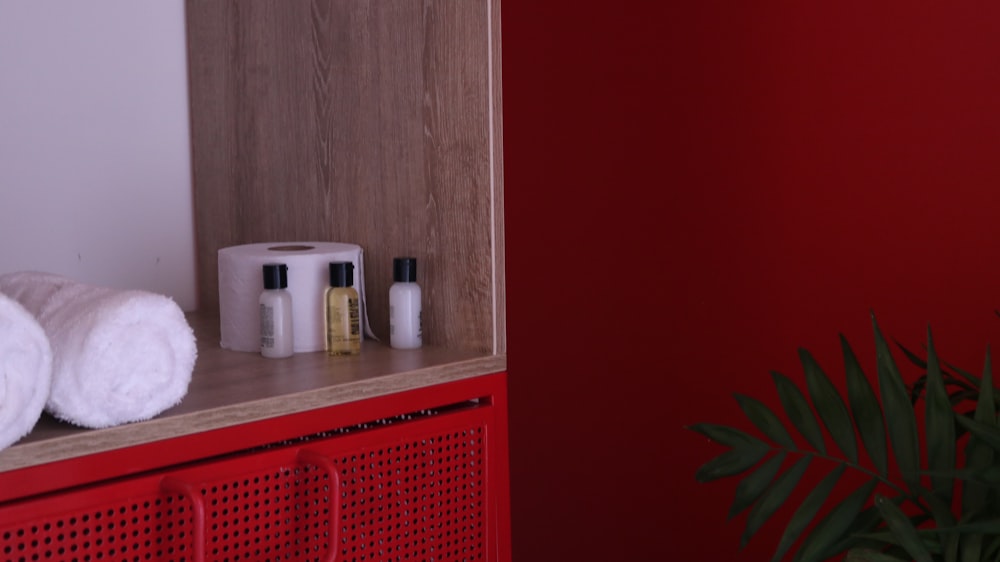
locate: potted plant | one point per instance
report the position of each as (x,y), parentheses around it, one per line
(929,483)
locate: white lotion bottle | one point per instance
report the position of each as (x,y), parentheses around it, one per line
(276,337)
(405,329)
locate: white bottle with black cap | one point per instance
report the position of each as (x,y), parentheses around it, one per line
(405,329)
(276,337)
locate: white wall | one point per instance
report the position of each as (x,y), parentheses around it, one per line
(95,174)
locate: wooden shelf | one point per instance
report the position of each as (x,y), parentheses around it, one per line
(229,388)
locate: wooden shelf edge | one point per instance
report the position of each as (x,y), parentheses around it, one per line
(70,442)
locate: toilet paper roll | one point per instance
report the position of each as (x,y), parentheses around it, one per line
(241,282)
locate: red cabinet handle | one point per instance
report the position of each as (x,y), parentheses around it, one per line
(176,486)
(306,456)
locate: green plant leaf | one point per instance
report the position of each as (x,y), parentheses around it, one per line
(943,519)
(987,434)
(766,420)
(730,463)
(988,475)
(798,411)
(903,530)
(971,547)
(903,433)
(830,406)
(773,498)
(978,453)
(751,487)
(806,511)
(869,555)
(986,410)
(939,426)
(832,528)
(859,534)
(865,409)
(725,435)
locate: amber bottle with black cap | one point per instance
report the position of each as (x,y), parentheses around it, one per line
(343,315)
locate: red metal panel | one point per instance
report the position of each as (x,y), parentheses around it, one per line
○ ○ ○
→ **ASSIGNED TASK**: Pull out every line above that holds the word "with".

→ **REPLY TO THE EXERCISE**:
locate: white bottle with black cap | one point per instance
locate: amber bottle with black cap | one point per instance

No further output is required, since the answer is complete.